# WORK REQUIRED:
Your task is to restate the data word for word.

# RECORDS TO PROCESS:
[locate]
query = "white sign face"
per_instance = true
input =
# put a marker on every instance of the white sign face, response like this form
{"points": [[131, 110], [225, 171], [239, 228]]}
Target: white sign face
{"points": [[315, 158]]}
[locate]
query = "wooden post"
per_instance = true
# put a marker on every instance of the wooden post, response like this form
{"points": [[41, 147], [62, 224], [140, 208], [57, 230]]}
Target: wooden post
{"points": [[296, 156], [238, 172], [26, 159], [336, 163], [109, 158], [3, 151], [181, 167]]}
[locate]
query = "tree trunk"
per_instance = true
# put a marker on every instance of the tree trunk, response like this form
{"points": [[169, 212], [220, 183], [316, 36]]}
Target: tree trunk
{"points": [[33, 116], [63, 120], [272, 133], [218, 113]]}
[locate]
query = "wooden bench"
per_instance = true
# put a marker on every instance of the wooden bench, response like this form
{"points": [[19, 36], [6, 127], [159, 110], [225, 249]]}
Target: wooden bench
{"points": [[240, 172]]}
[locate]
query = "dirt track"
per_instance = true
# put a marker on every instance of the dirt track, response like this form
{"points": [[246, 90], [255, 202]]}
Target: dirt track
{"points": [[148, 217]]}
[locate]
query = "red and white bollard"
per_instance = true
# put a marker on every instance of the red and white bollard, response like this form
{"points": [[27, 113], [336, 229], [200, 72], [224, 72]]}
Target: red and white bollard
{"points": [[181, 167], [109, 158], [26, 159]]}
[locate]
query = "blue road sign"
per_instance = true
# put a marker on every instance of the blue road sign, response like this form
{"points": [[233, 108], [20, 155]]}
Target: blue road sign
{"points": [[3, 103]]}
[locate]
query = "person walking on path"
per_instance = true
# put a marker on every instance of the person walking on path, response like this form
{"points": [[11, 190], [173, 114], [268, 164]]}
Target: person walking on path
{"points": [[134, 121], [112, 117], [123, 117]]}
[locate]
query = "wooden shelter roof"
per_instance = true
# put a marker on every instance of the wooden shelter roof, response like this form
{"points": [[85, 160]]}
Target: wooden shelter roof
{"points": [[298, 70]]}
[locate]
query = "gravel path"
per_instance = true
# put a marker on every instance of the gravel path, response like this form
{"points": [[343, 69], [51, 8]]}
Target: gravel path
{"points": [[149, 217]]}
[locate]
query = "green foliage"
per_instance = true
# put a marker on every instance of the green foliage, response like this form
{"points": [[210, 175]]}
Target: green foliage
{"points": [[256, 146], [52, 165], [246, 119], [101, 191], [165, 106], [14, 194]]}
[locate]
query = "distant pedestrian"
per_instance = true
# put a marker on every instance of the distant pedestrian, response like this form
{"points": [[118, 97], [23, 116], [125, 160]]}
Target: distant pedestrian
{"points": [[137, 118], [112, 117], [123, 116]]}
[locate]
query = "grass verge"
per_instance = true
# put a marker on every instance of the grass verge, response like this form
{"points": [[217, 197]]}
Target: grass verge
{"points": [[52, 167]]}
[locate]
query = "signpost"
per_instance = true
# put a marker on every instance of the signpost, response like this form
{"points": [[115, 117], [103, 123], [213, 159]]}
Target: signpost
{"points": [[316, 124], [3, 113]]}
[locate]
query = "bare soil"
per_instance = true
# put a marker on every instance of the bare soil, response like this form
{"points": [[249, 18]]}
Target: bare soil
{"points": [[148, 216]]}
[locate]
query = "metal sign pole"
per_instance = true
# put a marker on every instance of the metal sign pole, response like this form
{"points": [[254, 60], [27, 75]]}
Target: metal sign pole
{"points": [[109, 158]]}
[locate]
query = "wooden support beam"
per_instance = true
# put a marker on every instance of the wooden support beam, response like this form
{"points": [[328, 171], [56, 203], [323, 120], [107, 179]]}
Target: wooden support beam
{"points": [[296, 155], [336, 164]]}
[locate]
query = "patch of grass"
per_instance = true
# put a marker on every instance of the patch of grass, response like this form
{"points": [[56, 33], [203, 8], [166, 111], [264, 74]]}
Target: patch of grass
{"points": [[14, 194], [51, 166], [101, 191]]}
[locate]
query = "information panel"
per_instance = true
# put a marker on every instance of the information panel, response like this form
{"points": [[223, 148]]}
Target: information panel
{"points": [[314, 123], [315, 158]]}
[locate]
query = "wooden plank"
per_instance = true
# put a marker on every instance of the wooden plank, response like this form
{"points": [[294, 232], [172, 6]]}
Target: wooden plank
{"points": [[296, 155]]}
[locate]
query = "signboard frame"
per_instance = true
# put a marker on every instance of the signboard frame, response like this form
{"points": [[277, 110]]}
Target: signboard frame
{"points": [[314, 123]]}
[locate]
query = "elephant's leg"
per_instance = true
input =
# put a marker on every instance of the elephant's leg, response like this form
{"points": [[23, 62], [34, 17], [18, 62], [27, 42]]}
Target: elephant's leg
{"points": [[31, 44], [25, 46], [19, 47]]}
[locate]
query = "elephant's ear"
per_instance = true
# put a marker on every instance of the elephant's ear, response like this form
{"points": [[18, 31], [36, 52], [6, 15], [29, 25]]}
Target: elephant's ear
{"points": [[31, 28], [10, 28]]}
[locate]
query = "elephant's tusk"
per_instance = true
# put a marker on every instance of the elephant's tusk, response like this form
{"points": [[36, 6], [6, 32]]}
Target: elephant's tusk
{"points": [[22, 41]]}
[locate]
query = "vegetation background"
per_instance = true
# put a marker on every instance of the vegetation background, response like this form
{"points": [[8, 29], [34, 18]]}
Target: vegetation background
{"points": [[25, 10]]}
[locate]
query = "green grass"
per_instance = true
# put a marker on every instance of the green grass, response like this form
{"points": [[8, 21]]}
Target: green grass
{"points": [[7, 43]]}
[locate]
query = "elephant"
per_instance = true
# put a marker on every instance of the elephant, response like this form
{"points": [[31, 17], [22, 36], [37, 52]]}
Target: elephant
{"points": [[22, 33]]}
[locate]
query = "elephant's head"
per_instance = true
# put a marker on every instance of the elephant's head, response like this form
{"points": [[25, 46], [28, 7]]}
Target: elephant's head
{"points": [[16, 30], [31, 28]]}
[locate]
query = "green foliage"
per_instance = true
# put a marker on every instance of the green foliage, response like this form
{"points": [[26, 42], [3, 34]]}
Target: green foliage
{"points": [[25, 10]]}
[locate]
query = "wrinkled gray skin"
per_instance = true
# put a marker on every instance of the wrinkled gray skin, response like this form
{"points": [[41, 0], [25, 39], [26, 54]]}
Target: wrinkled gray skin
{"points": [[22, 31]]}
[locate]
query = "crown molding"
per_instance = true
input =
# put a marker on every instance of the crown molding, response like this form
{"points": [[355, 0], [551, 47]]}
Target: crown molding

# EXERCISE RESPONSE:
[locate]
query = "white sign face"
per_instance = true
input =
# put a marker on every instance of the white sign face, response like this form
{"points": [[131, 110], [225, 171], [239, 228]]}
Target: white sign face
{"points": [[315, 158]]}
[locate]
query = "wooden post"
per_instance = true
# put a marker on every instance of the wooden post, response like this form
{"points": [[41, 147], [62, 224], [140, 208], [57, 230]]}
Target: wooden post
{"points": [[296, 156], [238, 172], [26, 159], [336, 163], [109, 158], [3, 151], [181, 167]]}
[locate]
query = "tree trunk"
per_instance = true
# put a marker on every instance of the tree trunk, response like this form
{"points": [[169, 212], [220, 183], [316, 36]]}
Target: tree trunk
{"points": [[33, 116], [63, 120], [272, 133], [218, 113]]}
[locate]
query = "wooden bench"
per_instance = true
# put a marker on every instance of the wooden bench, response like this form
{"points": [[19, 36], [6, 127], [159, 110], [225, 249]]}
Target: wooden bench
{"points": [[240, 172]]}
[locate]
query = "dirt track"
per_instance = true
# put a marker on every instance of the dirt track, response like this form
{"points": [[246, 90], [255, 202]]}
Target: dirt track
{"points": [[148, 217]]}
[locate]
query = "red and white bollard"
per_instance = true
# put a marker on every instance of the red and white bollard, response like this form
{"points": [[27, 113], [336, 229], [200, 72], [224, 72]]}
Target: red and white bollard
{"points": [[181, 167], [109, 158], [26, 159]]}
[locate]
query = "blue road sign"
per_instance = true
# put a marker on every instance of the blue road sign, response like this form
{"points": [[233, 108], [20, 155]]}
Target: blue road sign
{"points": [[3, 103]]}
[locate]
query = "person walking on path"
per_instance = true
# put a marker on every instance of the person walking on path, response like this form
{"points": [[11, 190], [173, 114], [268, 164]]}
Target: person walking on path
{"points": [[134, 121], [112, 117], [123, 117]]}
[locate]
query = "wooden shelter roof"
per_instance = true
# put a marker on every instance of the wooden shelter roof, response like this form
{"points": [[85, 160]]}
Target: wooden shelter roof
{"points": [[298, 70]]}
[locate]
query = "gravel path"
per_instance = true
# put a marker on every instance of the gravel path, response like this form
{"points": [[343, 69], [51, 8]]}
Target: gravel path
{"points": [[149, 217]]}
[locate]
query = "green foliage"
per_instance = true
# put a marker on every instance of the green foliage, response like this form
{"points": [[210, 175]]}
Target: green foliage
{"points": [[256, 146], [52, 165], [246, 119], [101, 191], [165, 106], [14, 194]]}
[locate]
query = "distant pedestrian"
per_instance = true
# put a marker on every instance of the distant pedestrian, response like this form
{"points": [[118, 97], [23, 116], [125, 160]]}
Target: distant pedestrian
{"points": [[137, 118], [112, 117], [123, 116]]}
[locate]
query = "grass verge"
per_instance = true
# put a marker on every instance of the grass verge, response like this form
{"points": [[217, 197]]}
Target: grass verge
{"points": [[52, 167]]}
[locate]
query = "signpost"
per_instance = true
# put a marker on every instance of the signpost, response like this form
{"points": [[115, 117], [103, 123], [213, 159]]}
Target: signpost
{"points": [[316, 124], [3, 113]]}
[locate]
query = "bare soil"
per_instance = true
# put a marker on every instance of the bare soil, response like this form
{"points": [[249, 18]]}
Target: bare soil
{"points": [[148, 216]]}
[locate]
query = "metal sign pole"
per_instance = true
# put a marker on every instance of the metal sign pole, response like this form
{"points": [[254, 60], [27, 75]]}
Target: metal sign pole
{"points": [[109, 158]]}
[locate]
query = "wooden support beam"
per_instance = true
# put a marker on every instance of the wooden support beam, response like this form
{"points": [[328, 171], [56, 203], [323, 120], [107, 179]]}
Target: wooden support beam
{"points": [[296, 155], [336, 164]]}
[locate]
query = "patch of grass"
per_instance = true
# put a marker on every instance of the patch of grass, response like this form
{"points": [[56, 33], [203, 8], [166, 111], [264, 74]]}
Target: patch of grass
{"points": [[14, 194], [51, 166], [101, 191]]}
[locate]
query = "information panel"
per_instance = true
# put a marker on every instance of the information panel, response like this form
{"points": [[223, 148]]}
Target: information panel
{"points": [[314, 123], [315, 158]]}
[locate]
query = "wooden plank"
per_instance = true
# put a marker on every instance of the wooden plank, response like this form
{"points": [[294, 232], [172, 6]]}
Target: wooden plank
{"points": [[296, 155]]}
[locate]
query = "signboard frame"
per_instance = true
# put a marker on every instance of the signboard frame, response like this form
{"points": [[277, 110]]}
Target: signboard frame
{"points": [[314, 123]]}
[locate]
query = "elephant's leg"
per_instance = true
input =
# put a marker on every instance of the elephant's leg, response like this form
{"points": [[23, 62], [34, 17], [18, 62], [27, 42]]}
Target: elephant's leg
{"points": [[31, 44], [25, 46], [19, 47]]}
[locate]
query = "elephant's ear"
per_instance = true
# put a marker on every instance of the elephant's ear, response like this form
{"points": [[18, 31], [36, 52], [6, 15], [29, 25]]}
Target: elephant's ear
{"points": [[31, 28], [10, 28]]}
[locate]
query = "elephant's tusk"
per_instance = true
# put a marker on every instance of the elephant's tusk, response like this form
{"points": [[36, 6], [6, 32]]}
Target: elephant's tusk
{"points": [[22, 41]]}
[locate]
query = "vegetation background"
per_instance = true
# put a marker on every instance of the vegetation background, response like this form
{"points": [[8, 29], [34, 18]]}
Target: vegetation background
{"points": [[25, 10]]}
[locate]
query = "green grass"
per_instance = true
# put a marker on every instance of the green grass, response like this form
{"points": [[8, 21]]}
Target: green grass
{"points": [[7, 43]]}
[locate]
query = "elephant"
per_instance = true
# put a marker on every instance of the elephant, response like this form
{"points": [[31, 17], [22, 36], [37, 52]]}
Target: elephant
{"points": [[22, 33]]}
[locate]
query = "elephant's head"
per_instance = true
# put a marker on every instance of the elephant's head, response like this form
{"points": [[25, 46], [28, 7]]}
Target: elephant's head
{"points": [[16, 30], [31, 28]]}
[locate]
query = "green foliage"
per_instance = true
# put a marker on every instance of the green foliage, response like this form
{"points": [[26, 42], [3, 34]]}
Target: green foliage
{"points": [[25, 10]]}
[locate]
query = "wrinkled gray skin"
per_instance = true
# put a marker on every instance of the wrinkled gray skin, response like this form
{"points": [[41, 0], [25, 39], [26, 54]]}
Target: wrinkled gray skin
{"points": [[22, 31]]}
[locate]
query = "crown molding"
per_instance = true
input =
# put a marker on every instance of the crown molding, response like this form
{"points": [[355, 0], [551, 47]]}
Target: crown molding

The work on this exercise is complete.